Excerpts from a detection dataset
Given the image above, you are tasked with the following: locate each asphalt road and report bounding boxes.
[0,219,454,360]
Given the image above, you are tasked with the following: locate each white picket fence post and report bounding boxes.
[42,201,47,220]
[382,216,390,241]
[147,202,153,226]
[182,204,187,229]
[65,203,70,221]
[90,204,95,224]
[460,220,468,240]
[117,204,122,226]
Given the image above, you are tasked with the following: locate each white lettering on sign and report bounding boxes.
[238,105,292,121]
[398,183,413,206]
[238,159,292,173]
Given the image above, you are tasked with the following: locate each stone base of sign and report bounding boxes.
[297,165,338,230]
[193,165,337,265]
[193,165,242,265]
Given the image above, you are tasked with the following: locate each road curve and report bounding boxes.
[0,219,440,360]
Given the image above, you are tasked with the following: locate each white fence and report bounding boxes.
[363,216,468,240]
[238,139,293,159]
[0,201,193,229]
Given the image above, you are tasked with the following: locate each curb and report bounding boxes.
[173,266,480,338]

Task statement:
Copy every line of the items above without any changes.

Exercise output:
Given the image above, you are tasked with the following: locate each asphalt road and report bounding boxes.
[0,219,454,360]
Given the image above, you are tasked with the following: locate each white picket fence post and report bounding boxes.
[42,201,47,220]
[382,216,390,241]
[147,202,153,226]
[182,204,187,229]
[65,203,70,221]
[90,204,95,224]
[460,220,468,240]
[117,204,122,226]
Given the image above, you are tasked with the following: locate each white lettering on sign and report bounding boxes.
[238,105,292,121]
[398,183,413,206]
[238,159,292,173]
Given the image above, you are tasked with the following: locate each stone base of sign and report bounding boxes.
[297,165,338,230]
[193,165,337,265]
[193,165,242,265]
Given the image above, you are tasked with the following: locate each road curve and report bounding boxes.
[0,219,440,360]
Given the image above, you are tasked with the following: locate each white fence and report bounding boxes.
[363,216,468,240]
[238,139,293,159]
[0,201,193,229]
Given the image above, you are tasked with the following: locate each curb and report bounding boxes.
[173,266,480,338]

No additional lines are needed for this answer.